### Sayfa Alıntısı:
:::
Skip to main content
Submitted by Anonymous (not verified) on 27 September 2008

Kımıl Kımıl kimiloooo.... Önce silahını istediler, aldılar. Sonra dürbününü aldılar. Sonra da 10 bin lira istediler. Anter 10 bin veremeyecek durumdaydı. Veremedi ve öldüresiye dövüldü. Dicle Anter olayı duydu. İsveç'ten gelip Nusaybin'den çıkardı. Yeniden İstanbul'a gitti. Ama tehdit hala bitmemişti. Anter hala korkuyordu. Artık devletin kendi tehditlerini “Kürd Örgütü“ PKK ye yaptırıyordu. Apê Musa yıllarca bu korku ve terörle yaşadı. Bütün bunları çocukları biliyor, ama anlatmıyorlar. İşte belgesi:

Bugünlerde herkes Musa Anter'in ölümünü yazdı. Ama hiç kimse doğruyu yazmadı. Belki de yazmak istemedi.
Herkes kalemi eline aldığı zaman vicdanına değil, çıkarlarına danışarak yazdı. Maalesef 16 yıl sonra hala bir doğru yazana raslamadım.
Vicdanlar değil cüzdanlar yazdı.
Utanıyorum.
Bu vicdansızlardan utanmak gerek...
Birincisi, elim yazmaya varmıyor ama ailesi. Evet, kendi öz çocukları. Anter, Dicle ve Rehşan.
Neden?
Anter'in katlinde devlet ve itirafçılara yükleyip diğer tarafın üstünü örtüyor çocukları. Oysa Dicle onu bizzat kendisi PKK tehlikesinden alıp İstanbul'a getirdi. Ama bunu anlatmıyor.
Rahşan ile Anter Anter'in de bundan habersiz olması, PKK tehditlerini bilmemesi mümkün değil. Ama anlatmıyorlar, görmezden geliyorlar. Çekmecelerindeki belgeleri kamuoyuna vermiyorlar.
:::
### Alıştırma Koşulları:
Musa Anter'in ölümü hakkındaki metnin "Bugünlerde herkes Musa" ifadesinden "Utanıyorum." ifadesine kadar olan bölümünü, "kalemi" yerine "defteri" koyarak yeniden yazın.

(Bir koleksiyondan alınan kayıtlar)
:::
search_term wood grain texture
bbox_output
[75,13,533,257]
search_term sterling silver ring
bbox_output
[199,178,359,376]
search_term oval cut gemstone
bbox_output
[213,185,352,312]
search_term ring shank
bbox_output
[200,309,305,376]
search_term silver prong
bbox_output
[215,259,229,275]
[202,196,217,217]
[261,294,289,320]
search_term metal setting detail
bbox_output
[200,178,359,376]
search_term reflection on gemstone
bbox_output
:::
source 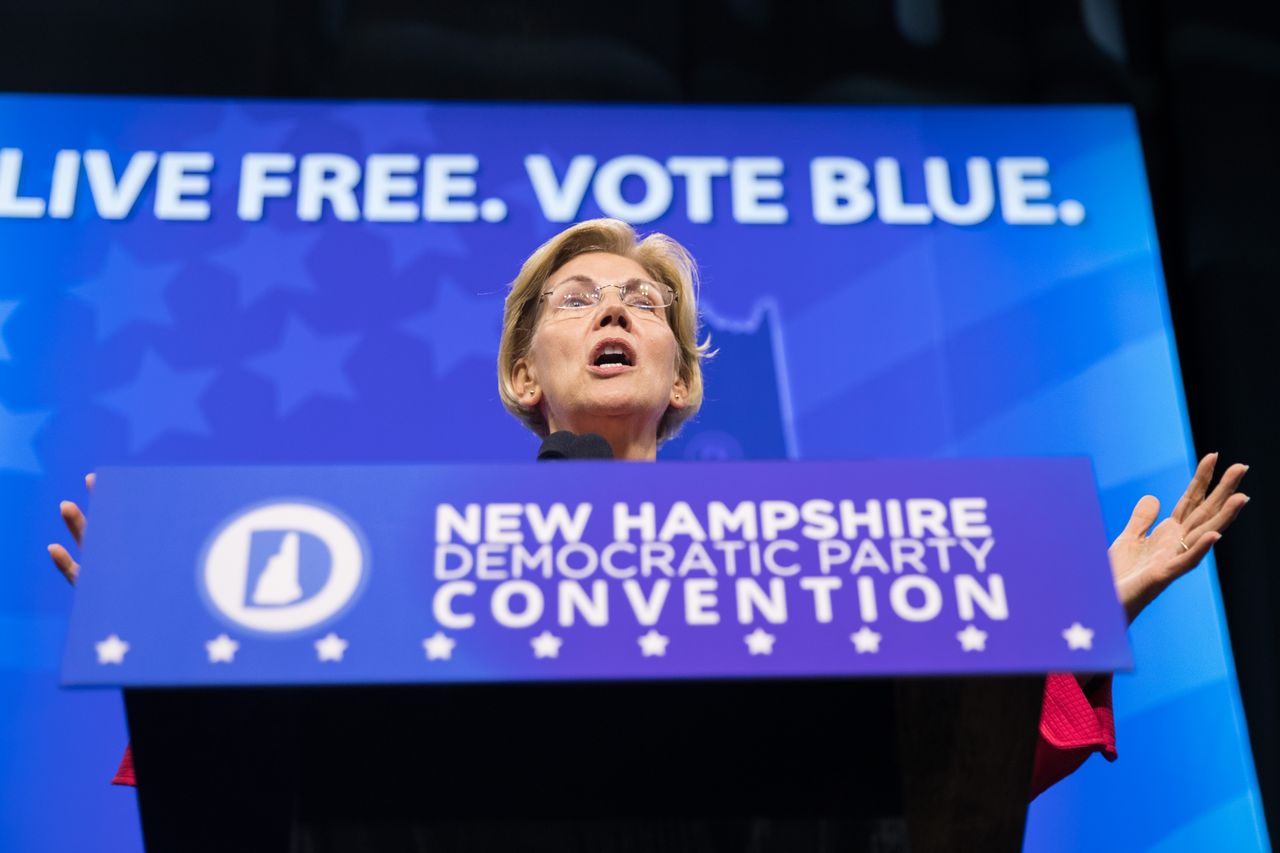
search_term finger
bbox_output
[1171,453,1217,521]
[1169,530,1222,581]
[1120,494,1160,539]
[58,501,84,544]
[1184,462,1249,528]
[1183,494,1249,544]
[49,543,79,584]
:::
### Sonuç:
Bugünlerde herkes Musa Anter'in ölümünü yazdı. Ama hiç kimse doğruyu yazmadı. Belki de yazmak istemedi.
Herkes defteri eline aldığı zaman vicdanına değil, çıkarlarına danışarak yazdı. Maalesef 16 yıl sonra hala bir doğru yazana raslamadım.
Vicdanlar değil cüzdanlar yazdı.
Utanıyorum.